THE REQUEST:
Reproduce the entries verbatim, starting with their first line and ending with the line that contains "179), (88, 187)]", with both of those lines included.

ROWS:
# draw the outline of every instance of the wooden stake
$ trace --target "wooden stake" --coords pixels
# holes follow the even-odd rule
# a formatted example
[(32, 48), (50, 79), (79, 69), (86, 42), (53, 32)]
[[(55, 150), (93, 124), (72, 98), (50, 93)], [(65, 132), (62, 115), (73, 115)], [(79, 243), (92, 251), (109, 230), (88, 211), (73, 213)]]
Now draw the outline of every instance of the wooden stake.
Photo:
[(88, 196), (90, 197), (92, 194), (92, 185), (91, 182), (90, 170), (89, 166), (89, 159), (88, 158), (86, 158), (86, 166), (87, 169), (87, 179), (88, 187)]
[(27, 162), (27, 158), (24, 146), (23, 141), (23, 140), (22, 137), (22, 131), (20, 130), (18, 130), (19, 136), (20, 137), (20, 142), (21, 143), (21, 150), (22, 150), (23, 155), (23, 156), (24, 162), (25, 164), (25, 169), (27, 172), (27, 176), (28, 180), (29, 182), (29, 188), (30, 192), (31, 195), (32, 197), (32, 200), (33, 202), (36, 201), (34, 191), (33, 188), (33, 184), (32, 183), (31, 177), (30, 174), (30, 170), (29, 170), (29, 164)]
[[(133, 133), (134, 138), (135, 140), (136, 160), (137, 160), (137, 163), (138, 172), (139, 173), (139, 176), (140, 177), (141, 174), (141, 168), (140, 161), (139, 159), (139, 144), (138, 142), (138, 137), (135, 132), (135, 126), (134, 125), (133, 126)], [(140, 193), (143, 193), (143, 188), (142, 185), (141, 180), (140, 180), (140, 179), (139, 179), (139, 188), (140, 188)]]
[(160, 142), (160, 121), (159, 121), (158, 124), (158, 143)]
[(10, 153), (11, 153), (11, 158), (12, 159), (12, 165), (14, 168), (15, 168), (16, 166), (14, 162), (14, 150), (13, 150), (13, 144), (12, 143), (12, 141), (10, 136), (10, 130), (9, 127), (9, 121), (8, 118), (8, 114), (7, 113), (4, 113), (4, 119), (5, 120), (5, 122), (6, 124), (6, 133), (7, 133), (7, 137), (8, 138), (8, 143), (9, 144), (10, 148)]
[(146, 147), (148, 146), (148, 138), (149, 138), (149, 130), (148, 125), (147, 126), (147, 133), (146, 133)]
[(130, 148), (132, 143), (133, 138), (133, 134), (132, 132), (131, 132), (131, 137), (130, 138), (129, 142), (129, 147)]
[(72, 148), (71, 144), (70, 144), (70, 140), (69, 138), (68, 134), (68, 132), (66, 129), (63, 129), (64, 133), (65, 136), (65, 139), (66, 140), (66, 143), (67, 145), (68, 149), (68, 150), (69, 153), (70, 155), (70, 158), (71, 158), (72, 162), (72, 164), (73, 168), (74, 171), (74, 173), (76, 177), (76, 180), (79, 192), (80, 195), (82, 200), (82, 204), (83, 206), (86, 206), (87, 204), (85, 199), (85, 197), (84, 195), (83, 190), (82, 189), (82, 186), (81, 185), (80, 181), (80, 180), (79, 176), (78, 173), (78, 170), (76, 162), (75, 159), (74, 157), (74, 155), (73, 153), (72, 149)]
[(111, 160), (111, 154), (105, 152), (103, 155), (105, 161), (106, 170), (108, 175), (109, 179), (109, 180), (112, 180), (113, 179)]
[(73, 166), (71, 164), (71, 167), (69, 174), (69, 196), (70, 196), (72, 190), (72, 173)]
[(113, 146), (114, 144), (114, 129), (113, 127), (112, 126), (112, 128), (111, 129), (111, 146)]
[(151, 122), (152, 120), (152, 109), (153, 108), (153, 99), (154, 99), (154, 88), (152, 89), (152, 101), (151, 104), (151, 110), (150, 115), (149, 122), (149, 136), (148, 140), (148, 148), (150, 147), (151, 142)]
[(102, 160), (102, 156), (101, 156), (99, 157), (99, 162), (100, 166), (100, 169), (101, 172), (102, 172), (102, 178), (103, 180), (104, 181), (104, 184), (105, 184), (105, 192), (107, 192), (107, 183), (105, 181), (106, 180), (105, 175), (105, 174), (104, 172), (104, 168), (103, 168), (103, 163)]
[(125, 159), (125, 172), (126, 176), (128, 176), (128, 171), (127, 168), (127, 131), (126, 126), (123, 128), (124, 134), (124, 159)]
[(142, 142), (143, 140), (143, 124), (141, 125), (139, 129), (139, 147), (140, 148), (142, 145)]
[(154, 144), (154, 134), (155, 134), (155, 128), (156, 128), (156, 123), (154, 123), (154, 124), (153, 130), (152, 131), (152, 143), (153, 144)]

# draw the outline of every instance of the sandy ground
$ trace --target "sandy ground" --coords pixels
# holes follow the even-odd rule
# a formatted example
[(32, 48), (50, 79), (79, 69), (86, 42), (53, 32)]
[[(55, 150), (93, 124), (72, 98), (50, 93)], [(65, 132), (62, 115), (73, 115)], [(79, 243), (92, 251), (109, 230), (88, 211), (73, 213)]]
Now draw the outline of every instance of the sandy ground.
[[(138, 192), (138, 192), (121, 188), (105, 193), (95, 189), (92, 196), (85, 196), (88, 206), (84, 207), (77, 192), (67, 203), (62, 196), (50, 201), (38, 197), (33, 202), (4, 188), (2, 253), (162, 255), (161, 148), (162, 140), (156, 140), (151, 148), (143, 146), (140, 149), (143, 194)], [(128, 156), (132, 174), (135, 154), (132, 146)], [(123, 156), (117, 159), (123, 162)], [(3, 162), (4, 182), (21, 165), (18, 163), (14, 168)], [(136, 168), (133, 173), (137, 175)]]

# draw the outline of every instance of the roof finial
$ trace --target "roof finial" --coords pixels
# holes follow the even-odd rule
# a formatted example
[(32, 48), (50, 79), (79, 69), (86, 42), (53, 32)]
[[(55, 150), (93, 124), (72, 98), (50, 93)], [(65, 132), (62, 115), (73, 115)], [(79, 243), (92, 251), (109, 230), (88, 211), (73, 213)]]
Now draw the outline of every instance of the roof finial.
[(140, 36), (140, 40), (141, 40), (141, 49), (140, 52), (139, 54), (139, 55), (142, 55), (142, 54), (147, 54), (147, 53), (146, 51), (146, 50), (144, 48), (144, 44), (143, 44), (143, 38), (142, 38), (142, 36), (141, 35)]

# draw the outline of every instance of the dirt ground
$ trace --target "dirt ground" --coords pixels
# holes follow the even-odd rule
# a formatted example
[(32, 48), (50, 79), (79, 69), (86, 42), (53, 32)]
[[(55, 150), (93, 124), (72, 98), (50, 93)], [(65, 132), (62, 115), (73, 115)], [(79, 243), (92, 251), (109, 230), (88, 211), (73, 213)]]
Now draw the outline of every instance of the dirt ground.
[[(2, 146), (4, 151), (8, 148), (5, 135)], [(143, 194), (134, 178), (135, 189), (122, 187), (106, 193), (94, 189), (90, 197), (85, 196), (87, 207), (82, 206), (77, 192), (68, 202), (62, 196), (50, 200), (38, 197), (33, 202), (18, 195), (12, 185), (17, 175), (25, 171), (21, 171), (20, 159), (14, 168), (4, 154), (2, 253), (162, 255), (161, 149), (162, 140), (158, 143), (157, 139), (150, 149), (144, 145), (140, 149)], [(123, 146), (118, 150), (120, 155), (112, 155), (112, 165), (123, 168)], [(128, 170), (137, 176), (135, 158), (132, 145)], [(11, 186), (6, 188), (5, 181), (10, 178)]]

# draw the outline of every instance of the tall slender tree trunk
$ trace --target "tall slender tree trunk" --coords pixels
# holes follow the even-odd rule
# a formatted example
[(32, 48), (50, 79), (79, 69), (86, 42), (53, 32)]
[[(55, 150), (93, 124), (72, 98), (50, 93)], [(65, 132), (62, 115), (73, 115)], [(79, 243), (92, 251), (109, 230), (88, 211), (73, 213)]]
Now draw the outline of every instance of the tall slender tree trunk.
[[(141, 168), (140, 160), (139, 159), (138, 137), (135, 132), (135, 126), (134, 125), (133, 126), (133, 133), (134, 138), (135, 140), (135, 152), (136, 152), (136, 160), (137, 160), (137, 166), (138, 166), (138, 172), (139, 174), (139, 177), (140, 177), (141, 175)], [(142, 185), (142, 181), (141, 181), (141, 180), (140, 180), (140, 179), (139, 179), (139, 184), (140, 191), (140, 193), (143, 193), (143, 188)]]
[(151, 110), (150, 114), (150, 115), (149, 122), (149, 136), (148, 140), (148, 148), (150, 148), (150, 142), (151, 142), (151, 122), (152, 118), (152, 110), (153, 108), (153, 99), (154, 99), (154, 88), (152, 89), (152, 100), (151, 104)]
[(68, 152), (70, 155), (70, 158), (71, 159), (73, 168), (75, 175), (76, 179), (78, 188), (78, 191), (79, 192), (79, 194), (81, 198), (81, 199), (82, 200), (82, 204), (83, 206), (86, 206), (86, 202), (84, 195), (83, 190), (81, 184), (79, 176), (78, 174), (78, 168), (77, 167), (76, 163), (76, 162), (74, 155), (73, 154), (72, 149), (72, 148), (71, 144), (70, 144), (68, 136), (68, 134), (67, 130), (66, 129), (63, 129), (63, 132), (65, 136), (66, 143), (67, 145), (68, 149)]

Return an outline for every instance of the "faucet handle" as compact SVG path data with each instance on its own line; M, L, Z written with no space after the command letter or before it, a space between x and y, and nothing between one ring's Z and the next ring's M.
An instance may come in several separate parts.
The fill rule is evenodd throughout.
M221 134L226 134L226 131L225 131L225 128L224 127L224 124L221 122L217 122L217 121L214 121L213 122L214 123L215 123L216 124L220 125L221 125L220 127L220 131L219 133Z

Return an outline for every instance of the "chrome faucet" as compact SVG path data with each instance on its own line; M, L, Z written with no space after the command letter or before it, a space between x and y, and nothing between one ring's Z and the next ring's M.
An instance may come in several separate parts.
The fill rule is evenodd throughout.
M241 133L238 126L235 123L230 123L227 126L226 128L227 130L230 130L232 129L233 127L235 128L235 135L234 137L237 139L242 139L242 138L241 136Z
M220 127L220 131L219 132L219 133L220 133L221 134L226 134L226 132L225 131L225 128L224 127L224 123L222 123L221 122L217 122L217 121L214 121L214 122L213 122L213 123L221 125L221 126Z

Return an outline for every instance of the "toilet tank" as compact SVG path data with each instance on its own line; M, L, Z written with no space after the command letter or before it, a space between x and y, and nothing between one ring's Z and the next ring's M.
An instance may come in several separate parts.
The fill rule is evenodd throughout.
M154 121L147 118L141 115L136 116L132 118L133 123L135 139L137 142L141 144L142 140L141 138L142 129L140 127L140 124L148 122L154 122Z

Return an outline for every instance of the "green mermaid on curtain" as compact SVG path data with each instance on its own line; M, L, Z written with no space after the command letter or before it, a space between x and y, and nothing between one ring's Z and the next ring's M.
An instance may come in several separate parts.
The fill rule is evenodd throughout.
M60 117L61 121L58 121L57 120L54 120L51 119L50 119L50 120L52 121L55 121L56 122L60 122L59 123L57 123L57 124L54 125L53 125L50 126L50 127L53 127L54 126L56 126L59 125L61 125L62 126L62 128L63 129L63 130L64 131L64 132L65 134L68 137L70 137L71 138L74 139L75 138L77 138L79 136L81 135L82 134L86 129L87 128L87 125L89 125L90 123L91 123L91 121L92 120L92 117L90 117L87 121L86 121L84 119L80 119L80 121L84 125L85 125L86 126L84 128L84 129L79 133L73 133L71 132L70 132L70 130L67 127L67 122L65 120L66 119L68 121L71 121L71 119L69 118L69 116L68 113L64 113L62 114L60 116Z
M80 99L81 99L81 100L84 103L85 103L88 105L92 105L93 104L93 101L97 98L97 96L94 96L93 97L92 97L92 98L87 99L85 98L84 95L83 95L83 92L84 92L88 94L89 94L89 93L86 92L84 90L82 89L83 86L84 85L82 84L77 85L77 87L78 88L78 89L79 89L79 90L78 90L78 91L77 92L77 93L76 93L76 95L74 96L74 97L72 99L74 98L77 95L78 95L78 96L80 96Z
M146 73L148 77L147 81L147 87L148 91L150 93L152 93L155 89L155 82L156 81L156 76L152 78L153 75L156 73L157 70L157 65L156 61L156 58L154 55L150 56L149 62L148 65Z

RESPONSE TO THIS EXERCISE:
# draw the outline of every instance of the wooden stake
$ trace --target "wooden stake" --coords pixels
# holes follow the even-odd rule
# a formatted example
[(32, 48), (50, 79), (79, 69), (86, 42), (53, 32)]
[[(55, 150), (93, 124), (72, 98), (50, 93)], [(65, 132), (62, 115), (73, 115)], [(79, 243), (92, 251), (109, 230), (88, 211), (73, 213)]]
Now draw the outline of every instance of the wooden stake.
Photo:
[(88, 196), (90, 197), (92, 194), (92, 185), (91, 182), (90, 170), (89, 166), (89, 159), (88, 158), (86, 158), (86, 166), (87, 169), (87, 179), (88, 187)]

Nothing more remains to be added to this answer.